» **Materials provided**:
=-=-=
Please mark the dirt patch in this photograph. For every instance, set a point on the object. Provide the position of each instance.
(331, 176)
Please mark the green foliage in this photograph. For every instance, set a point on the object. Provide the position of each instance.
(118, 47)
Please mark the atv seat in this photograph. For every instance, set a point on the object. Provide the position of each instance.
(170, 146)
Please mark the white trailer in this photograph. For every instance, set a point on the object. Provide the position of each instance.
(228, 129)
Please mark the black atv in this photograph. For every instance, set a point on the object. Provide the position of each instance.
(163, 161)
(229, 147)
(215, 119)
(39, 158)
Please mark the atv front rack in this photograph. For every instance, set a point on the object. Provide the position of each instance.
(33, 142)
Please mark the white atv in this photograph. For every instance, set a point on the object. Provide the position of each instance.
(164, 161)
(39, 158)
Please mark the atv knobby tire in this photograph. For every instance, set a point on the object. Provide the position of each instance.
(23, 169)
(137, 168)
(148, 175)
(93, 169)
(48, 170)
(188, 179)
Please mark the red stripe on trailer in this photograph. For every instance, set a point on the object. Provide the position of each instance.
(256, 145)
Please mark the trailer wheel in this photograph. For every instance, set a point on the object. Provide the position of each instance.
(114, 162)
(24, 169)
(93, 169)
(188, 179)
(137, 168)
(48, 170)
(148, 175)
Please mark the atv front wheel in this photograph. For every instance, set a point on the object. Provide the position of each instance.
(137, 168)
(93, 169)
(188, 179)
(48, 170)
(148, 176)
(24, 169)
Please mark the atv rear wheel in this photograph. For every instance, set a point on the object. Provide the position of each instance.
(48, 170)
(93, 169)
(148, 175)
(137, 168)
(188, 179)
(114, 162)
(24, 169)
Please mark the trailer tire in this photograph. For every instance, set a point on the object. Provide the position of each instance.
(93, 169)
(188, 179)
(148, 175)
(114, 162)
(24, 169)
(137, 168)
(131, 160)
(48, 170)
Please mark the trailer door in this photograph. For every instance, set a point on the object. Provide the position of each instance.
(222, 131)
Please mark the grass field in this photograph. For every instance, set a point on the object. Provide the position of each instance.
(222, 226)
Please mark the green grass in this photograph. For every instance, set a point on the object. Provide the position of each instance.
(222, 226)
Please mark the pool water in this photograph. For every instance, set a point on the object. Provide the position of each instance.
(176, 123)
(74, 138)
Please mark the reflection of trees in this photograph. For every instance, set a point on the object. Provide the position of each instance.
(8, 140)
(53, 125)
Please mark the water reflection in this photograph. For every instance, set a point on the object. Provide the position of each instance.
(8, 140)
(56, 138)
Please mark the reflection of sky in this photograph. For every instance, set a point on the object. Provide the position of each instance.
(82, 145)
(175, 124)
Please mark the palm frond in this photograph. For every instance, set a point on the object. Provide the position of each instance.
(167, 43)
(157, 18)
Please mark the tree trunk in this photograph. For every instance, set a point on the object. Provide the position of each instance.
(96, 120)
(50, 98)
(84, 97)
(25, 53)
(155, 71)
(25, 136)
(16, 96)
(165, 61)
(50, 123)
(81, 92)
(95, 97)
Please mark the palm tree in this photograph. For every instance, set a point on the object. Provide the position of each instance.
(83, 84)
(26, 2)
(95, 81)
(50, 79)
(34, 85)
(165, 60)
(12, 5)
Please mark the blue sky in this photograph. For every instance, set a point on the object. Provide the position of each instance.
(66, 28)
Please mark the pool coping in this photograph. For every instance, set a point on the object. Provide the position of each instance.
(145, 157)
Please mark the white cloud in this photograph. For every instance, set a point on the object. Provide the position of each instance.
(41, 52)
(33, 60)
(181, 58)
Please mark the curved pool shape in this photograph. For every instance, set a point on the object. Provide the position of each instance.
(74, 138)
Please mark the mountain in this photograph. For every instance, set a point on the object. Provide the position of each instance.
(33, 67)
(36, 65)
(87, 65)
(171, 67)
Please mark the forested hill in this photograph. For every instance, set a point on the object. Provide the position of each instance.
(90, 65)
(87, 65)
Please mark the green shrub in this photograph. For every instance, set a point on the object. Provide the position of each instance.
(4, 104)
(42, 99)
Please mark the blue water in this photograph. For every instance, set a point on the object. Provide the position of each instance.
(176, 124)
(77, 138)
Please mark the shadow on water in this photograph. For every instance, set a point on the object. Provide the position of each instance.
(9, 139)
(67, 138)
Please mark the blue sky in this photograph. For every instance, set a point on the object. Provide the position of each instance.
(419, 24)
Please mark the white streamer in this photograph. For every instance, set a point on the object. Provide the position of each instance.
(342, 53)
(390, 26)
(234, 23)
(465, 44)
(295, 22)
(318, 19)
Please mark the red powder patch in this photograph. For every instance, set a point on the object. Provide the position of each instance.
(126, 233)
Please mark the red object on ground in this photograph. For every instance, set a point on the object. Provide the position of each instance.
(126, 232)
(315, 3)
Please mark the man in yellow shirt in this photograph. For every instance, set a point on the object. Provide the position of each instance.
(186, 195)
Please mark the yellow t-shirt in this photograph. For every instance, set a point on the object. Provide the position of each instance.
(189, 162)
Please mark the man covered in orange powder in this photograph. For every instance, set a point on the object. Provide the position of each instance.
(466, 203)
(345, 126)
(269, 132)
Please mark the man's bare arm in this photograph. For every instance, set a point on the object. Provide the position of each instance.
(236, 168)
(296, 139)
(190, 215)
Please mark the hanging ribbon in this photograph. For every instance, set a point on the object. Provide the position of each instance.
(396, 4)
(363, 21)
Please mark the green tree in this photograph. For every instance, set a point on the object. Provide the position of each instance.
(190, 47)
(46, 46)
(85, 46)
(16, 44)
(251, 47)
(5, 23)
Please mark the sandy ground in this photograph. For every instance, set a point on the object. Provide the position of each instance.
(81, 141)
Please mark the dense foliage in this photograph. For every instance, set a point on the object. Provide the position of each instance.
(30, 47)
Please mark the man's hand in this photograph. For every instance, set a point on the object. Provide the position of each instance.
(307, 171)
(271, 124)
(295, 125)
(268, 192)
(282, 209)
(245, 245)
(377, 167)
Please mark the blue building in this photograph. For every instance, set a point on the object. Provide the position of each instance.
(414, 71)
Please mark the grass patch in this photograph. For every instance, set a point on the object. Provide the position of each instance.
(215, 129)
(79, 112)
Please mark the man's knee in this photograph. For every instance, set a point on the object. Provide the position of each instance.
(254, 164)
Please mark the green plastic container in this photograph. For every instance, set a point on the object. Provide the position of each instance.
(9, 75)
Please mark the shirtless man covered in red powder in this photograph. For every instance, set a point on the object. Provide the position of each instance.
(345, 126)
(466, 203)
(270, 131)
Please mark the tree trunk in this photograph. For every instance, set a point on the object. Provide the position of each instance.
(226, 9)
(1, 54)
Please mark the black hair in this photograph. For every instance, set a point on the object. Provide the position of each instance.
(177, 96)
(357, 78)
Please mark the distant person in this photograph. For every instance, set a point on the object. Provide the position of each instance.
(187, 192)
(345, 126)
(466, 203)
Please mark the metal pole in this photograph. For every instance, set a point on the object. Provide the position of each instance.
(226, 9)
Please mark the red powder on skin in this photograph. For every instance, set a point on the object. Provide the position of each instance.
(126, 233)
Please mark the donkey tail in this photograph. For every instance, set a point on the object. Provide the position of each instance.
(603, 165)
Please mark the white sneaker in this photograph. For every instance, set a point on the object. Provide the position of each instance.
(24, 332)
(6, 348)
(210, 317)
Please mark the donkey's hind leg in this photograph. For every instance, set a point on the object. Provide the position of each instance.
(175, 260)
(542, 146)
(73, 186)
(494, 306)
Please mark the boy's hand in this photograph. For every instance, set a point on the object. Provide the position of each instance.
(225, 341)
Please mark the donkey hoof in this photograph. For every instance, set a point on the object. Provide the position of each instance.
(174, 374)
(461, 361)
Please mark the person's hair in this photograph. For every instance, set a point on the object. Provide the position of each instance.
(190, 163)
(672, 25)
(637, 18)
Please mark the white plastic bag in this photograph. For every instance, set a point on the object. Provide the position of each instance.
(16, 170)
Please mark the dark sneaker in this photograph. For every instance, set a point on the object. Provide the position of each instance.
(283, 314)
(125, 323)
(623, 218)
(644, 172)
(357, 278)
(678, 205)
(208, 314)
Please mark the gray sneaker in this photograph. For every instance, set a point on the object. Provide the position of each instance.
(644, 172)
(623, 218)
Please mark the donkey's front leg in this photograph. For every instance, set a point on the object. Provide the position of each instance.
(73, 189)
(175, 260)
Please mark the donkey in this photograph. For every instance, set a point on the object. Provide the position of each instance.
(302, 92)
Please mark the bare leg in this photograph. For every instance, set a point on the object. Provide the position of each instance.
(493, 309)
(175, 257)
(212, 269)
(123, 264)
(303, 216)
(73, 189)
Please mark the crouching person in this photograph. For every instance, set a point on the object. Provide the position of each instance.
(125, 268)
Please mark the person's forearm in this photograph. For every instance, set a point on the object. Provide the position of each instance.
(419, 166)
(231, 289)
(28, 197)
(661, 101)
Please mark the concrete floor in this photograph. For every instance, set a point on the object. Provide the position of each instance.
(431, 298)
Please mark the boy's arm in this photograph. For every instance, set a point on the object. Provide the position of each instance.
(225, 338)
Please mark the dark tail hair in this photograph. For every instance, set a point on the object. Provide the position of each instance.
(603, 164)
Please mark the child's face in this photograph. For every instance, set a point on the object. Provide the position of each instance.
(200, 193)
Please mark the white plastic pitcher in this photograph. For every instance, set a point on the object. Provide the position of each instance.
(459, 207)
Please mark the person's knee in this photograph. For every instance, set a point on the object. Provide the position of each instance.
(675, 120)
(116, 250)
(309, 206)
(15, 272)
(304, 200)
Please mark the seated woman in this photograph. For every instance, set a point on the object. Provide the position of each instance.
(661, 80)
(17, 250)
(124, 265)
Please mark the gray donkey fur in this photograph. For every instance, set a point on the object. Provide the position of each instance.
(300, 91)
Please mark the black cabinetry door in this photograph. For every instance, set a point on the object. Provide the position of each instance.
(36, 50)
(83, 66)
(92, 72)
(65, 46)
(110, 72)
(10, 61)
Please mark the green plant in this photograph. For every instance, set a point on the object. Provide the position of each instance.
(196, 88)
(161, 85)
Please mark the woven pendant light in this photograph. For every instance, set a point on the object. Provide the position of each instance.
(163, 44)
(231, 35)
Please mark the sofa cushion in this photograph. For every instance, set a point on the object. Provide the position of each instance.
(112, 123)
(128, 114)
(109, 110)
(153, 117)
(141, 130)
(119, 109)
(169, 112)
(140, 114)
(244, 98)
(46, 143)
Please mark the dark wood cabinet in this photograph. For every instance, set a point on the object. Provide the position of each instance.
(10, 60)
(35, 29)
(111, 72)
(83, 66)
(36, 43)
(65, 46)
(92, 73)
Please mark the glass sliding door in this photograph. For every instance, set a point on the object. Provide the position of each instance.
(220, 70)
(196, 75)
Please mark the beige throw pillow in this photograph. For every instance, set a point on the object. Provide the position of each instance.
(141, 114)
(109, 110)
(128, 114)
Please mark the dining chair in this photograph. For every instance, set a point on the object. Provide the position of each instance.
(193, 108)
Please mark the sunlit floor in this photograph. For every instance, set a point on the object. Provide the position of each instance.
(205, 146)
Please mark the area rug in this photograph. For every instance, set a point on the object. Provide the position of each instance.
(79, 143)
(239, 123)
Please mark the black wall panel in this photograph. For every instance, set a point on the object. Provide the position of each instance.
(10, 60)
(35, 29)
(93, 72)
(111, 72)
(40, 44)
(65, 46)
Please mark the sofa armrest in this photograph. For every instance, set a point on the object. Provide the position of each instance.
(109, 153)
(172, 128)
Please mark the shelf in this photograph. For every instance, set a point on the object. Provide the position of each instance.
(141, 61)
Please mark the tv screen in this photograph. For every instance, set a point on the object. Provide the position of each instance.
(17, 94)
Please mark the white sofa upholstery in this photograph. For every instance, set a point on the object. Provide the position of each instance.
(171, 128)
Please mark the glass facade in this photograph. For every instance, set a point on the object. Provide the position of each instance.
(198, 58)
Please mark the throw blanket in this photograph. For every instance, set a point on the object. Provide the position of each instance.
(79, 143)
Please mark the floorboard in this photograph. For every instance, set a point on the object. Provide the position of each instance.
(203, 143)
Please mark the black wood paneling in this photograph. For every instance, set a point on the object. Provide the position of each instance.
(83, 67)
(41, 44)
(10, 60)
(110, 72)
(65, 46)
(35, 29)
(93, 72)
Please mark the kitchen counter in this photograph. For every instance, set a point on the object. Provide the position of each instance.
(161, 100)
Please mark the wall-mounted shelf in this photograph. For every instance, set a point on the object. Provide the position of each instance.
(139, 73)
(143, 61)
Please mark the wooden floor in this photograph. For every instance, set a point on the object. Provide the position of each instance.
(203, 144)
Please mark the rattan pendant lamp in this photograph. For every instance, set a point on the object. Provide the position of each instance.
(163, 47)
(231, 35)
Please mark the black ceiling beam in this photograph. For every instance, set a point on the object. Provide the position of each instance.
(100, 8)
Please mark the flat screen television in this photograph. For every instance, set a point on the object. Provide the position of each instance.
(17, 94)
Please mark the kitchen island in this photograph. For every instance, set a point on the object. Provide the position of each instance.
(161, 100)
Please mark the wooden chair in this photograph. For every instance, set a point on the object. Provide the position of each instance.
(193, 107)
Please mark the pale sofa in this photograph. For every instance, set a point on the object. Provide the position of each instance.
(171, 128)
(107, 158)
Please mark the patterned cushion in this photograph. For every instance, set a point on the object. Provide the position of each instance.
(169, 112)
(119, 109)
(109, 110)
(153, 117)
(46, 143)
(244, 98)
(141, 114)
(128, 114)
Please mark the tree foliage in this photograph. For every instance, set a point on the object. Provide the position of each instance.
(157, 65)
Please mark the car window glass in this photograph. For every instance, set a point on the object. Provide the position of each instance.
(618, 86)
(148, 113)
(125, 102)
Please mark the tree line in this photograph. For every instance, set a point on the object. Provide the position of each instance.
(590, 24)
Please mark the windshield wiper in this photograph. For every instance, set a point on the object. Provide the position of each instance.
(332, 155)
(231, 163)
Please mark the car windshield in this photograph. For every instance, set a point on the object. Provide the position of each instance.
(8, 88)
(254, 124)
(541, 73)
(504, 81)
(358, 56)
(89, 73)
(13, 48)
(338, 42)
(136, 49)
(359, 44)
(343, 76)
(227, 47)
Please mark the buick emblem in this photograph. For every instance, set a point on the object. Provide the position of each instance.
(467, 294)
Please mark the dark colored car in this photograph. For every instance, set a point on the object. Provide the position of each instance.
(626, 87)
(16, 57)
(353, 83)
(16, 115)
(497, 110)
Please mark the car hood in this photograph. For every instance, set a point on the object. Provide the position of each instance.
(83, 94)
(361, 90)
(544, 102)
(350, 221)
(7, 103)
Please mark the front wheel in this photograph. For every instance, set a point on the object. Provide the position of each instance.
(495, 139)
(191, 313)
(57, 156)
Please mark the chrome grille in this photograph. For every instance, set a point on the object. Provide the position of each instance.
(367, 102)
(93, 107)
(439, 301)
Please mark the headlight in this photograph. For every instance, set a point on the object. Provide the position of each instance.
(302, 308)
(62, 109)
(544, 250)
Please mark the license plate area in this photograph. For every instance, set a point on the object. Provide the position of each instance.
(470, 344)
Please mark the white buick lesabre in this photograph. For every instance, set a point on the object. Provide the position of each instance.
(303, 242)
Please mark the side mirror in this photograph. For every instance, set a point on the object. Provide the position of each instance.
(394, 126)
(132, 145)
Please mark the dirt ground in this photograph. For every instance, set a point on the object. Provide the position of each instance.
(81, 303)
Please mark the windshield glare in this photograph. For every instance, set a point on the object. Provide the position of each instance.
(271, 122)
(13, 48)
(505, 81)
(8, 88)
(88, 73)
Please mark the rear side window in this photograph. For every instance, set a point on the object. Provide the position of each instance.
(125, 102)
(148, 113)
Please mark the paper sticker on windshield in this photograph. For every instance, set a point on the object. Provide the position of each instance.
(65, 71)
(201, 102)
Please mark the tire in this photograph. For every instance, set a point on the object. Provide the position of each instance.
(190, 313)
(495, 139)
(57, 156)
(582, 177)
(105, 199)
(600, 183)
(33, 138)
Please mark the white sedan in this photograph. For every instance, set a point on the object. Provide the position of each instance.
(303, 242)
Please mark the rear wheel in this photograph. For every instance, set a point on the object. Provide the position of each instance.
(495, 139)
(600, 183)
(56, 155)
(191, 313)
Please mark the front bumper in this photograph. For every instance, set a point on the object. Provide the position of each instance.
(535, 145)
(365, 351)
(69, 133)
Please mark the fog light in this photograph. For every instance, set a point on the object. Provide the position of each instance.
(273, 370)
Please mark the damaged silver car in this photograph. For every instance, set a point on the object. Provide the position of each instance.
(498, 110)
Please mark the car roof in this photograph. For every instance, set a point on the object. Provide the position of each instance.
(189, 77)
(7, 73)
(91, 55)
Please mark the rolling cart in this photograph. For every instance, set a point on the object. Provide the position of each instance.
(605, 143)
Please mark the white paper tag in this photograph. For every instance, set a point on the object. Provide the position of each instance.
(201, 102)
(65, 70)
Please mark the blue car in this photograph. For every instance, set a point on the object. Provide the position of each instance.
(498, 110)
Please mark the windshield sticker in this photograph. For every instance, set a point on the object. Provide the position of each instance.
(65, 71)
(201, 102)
=-=-=
» **Your goal**: Starting at the line that contains "Please mark the fog", quote each remaining line of the entries above, unchanged.

» **Task output**:
Please mark the fog light in this photograph. For every instance, set a point on the object. Provide the position of each instance.
(273, 370)
Please mark the damaged silver car in this photograph. For every instance, set a point on the object. Provide the position of each instance.
(498, 110)
Please mark the car roof in this photograph. For every instance, set a point on the object. Provide the position of each instance.
(189, 77)
(7, 73)
(91, 55)
Please mark the rolling cart in this photograph. For every instance, set a point on the object. Provide the position of each instance.
(605, 143)
Please mark the white paper tag in this photograph. For every instance, set a point on the object. Provide the position of each instance.
(201, 102)
(65, 70)
Please mark the blue car in this photograph. For every instance, set a point on the object. Provide the position of each instance.
(498, 110)
Please mark the windshield sticker in this photograph. For every instance, set a point on the object. Provide the position of each instance.
(65, 71)
(201, 102)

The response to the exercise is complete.